Data excerpts:
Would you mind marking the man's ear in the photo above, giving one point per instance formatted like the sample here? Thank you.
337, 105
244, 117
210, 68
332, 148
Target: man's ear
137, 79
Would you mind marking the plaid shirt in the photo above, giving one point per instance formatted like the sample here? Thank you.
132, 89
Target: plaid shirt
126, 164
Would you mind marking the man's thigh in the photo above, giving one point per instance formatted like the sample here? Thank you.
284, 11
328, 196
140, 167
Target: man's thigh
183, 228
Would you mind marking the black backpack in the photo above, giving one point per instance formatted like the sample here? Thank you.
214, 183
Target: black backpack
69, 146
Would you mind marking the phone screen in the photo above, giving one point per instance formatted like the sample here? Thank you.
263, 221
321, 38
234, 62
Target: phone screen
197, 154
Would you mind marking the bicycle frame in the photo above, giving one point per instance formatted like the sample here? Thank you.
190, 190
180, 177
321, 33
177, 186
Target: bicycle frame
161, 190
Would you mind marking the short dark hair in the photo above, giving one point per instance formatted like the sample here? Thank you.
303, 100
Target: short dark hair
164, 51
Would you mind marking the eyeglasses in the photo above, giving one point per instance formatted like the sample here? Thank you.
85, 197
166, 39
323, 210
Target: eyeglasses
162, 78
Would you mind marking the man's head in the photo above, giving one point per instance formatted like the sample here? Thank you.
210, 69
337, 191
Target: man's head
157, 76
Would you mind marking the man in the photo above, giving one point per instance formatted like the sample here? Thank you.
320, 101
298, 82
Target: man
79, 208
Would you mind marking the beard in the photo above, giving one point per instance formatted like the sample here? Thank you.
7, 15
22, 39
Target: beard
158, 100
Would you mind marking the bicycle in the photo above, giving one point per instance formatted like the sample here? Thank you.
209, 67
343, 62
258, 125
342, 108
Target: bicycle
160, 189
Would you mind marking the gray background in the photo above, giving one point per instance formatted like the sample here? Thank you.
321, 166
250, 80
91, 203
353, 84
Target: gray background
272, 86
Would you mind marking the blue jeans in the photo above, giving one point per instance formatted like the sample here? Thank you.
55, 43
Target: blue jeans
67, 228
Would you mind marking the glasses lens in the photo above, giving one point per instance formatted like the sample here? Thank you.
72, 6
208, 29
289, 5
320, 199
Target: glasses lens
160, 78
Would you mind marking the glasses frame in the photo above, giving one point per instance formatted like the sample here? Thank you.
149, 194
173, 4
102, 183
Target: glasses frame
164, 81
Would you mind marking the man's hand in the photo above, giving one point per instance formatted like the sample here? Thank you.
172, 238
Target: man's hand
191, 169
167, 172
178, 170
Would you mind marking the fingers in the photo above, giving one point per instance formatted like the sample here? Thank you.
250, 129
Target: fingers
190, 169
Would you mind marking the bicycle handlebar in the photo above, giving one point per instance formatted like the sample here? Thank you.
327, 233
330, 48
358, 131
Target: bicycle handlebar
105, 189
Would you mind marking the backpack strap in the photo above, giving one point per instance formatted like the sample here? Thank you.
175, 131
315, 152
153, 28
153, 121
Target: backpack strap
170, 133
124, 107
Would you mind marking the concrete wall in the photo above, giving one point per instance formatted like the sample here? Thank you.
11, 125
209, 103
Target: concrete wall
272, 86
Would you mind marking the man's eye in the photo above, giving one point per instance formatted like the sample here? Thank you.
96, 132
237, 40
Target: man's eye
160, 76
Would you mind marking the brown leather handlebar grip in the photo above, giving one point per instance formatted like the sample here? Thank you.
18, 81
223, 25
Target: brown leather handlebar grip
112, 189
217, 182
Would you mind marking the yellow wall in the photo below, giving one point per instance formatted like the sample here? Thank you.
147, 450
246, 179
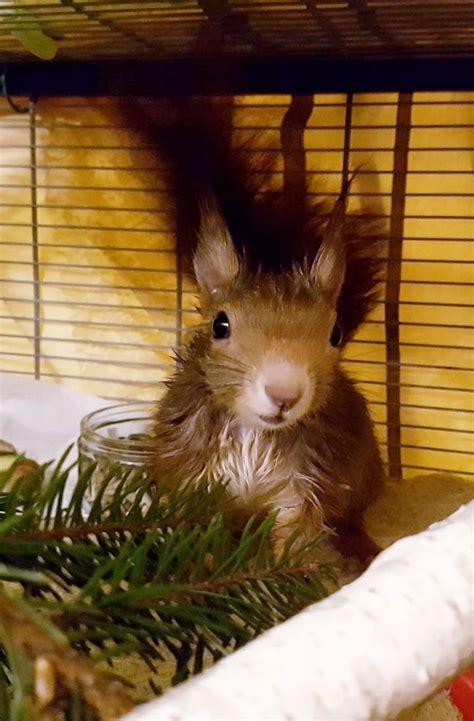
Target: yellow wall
107, 265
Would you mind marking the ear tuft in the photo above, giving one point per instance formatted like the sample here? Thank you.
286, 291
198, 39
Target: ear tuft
216, 263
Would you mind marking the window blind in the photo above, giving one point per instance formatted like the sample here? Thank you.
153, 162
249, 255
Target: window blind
93, 295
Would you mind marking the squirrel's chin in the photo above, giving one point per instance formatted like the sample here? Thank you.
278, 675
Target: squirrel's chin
254, 421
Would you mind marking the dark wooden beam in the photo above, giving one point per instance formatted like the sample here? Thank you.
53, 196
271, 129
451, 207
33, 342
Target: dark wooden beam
186, 77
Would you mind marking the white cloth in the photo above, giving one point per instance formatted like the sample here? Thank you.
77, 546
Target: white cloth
377, 646
41, 419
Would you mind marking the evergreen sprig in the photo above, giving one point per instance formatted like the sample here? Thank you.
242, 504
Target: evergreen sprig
132, 570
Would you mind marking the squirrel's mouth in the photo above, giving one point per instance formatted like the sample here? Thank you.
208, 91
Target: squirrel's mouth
273, 420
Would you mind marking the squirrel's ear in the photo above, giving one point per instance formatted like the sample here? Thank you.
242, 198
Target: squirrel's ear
216, 263
329, 266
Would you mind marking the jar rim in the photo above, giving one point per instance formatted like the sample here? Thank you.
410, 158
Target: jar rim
92, 423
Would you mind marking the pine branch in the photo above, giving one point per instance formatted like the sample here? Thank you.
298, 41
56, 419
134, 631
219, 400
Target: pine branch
135, 570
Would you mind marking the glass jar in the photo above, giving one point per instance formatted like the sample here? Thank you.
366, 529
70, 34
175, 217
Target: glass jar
117, 438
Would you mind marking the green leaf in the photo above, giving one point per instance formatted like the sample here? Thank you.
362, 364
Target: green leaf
37, 42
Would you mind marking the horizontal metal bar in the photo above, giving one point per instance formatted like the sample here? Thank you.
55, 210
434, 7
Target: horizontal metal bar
180, 310
92, 342
236, 127
367, 361
86, 266
94, 324
432, 469
79, 304
413, 426
166, 192
82, 359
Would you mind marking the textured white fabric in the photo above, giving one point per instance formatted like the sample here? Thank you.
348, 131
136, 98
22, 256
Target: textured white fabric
380, 644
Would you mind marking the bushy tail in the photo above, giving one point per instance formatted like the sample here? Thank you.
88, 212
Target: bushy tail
208, 170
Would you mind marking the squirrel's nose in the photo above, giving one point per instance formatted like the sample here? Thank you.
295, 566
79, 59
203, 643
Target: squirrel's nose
283, 395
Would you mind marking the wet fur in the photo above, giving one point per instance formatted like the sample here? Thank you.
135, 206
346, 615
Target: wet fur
324, 469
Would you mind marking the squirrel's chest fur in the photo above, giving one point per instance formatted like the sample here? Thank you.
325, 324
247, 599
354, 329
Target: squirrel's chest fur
254, 466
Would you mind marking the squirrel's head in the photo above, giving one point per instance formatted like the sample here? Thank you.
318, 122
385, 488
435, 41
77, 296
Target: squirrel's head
272, 341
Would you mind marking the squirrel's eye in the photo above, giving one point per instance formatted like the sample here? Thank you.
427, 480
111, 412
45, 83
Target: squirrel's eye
336, 336
221, 326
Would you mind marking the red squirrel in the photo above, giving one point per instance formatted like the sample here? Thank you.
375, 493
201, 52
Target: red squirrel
259, 399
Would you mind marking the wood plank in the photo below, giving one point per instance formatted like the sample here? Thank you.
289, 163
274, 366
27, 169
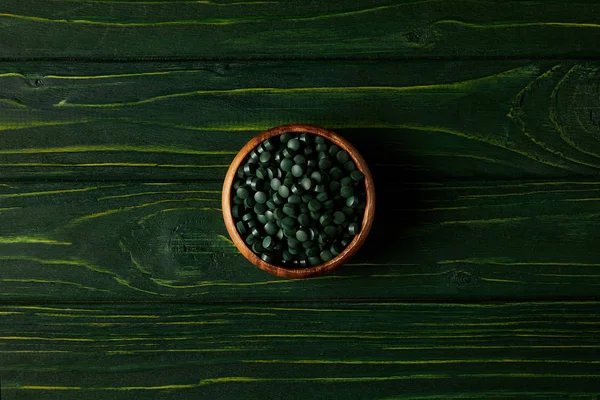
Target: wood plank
425, 120
298, 29
118, 241
298, 351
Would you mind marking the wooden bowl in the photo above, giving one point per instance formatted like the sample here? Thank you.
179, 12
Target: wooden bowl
341, 258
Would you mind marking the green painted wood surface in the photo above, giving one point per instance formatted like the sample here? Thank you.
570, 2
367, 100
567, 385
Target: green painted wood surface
116, 241
359, 350
423, 120
299, 28
480, 122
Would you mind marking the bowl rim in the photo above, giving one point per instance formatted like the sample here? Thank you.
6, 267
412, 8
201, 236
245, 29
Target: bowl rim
338, 260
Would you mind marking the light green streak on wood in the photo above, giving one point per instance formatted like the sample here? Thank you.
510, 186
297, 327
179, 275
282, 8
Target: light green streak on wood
117, 148
31, 240
212, 21
456, 87
128, 284
500, 280
9, 126
542, 264
130, 208
122, 196
419, 362
12, 103
51, 339
583, 346
54, 309
55, 282
486, 221
115, 164
483, 196
518, 24
12, 74
203, 2
135, 316
47, 193
166, 210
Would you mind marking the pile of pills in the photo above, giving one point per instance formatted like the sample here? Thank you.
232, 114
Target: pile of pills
298, 200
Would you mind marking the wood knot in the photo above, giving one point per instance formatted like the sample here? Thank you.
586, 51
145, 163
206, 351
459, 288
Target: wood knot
464, 278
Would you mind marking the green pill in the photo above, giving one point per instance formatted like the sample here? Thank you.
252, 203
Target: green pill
299, 159
289, 209
342, 156
293, 144
330, 231
346, 191
288, 221
316, 176
297, 171
298, 200
260, 209
242, 193
326, 219
262, 173
279, 214
260, 197
306, 183
324, 164
275, 183
339, 217
241, 228
301, 235
294, 199
334, 149
357, 176
304, 219
352, 201
314, 205
249, 202
286, 165
283, 191
335, 173
323, 196
268, 242
270, 228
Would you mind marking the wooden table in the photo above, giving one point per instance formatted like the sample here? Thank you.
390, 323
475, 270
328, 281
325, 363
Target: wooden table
480, 120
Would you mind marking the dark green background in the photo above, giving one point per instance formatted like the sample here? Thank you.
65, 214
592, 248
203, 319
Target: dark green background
480, 121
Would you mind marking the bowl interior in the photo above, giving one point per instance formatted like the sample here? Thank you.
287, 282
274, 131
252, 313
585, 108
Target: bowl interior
325, 267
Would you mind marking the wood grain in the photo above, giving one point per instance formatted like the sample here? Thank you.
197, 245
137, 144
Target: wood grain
167, 241
425, 120
356, 351
297, 29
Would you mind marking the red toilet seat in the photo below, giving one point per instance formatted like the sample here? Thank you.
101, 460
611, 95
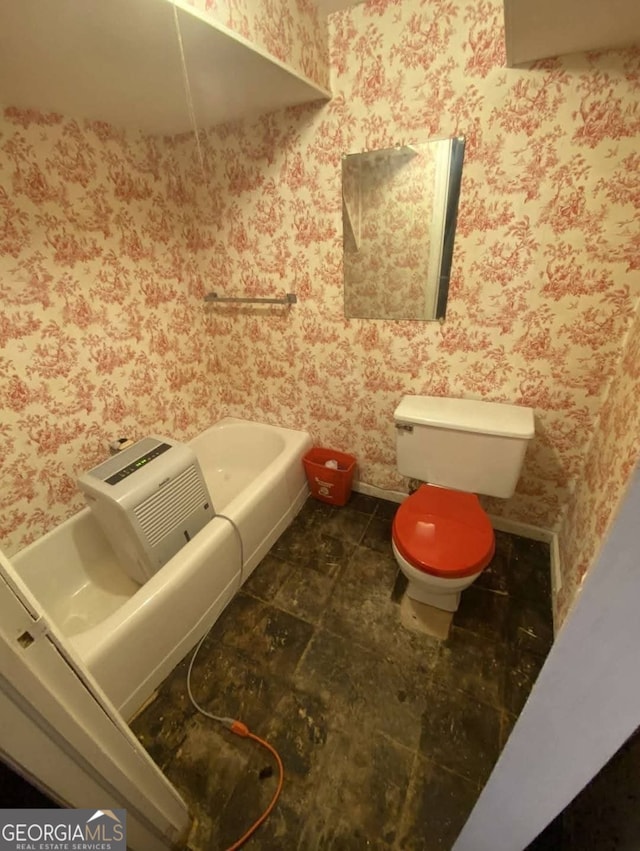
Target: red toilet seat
444, 533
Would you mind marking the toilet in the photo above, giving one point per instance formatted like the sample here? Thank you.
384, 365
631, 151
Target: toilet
442, 538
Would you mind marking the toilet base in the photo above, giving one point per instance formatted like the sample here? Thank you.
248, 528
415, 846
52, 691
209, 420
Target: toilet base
444, 600
432, 590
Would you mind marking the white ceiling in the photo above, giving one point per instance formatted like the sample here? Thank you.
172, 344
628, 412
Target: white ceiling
119, 61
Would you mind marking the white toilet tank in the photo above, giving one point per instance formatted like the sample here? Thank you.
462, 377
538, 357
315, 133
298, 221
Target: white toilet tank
462, 444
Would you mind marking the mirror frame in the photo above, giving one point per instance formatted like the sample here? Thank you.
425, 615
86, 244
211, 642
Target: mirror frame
447, 226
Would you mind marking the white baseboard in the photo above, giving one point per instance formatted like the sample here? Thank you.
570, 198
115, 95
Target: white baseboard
380, 493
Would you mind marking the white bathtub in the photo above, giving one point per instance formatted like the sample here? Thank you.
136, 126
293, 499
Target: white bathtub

Task goal: Retype exactly the lines of the data above, starting at its first line and finishing with the line that has "Would you mind marking the eyeglasses" in it.

Written answer:
Would you mind marking the man's ear in the photo above, giving one point per instance formatted like the sample here? Thank you.
337, 105
244, 117
210, 68
332, 148
Target: man's ear
137, 79
Would you mind marking the plaid shirt in the photo above, giving one point per instance formatted like the sample here? Thank you.
132, 89
Target: plaid shirt
126, 164
Would you mind marking the man's thigh in the photo above, giving one point per instance formatted like the sample here? Thank you.
284, 11
328, 196
140, 167
Target: man's thigh
183, 228
Would you mind marking the black backpack in the photo above, giving one point per instance formatted like the sample here? Thank you.
214, 183
Target: black backpack
69, 146
Would you mind marking the phone screen in the photo above, giving one point per instance formatted like the sample here? Thank you.
263, 221
321, 38
234, 62
Target: phone screen
197, 154
Would you mind marking the bicycle frame in the photo above, giving one point per instance formatted like the sample here? Thank you.
190, 190
180, 177
321, 33
177, 186
Target: bicycle frame
161, 190
Would you mind marking the short dark hair in the photo above, giving one point per instance formatted like the sample here? Thank you.
303, 100
Target: short dark hair
164, 51
Would you mind marking the eyeglasses in the photo above, giving one point per instance formatted like the sample here? Thank you.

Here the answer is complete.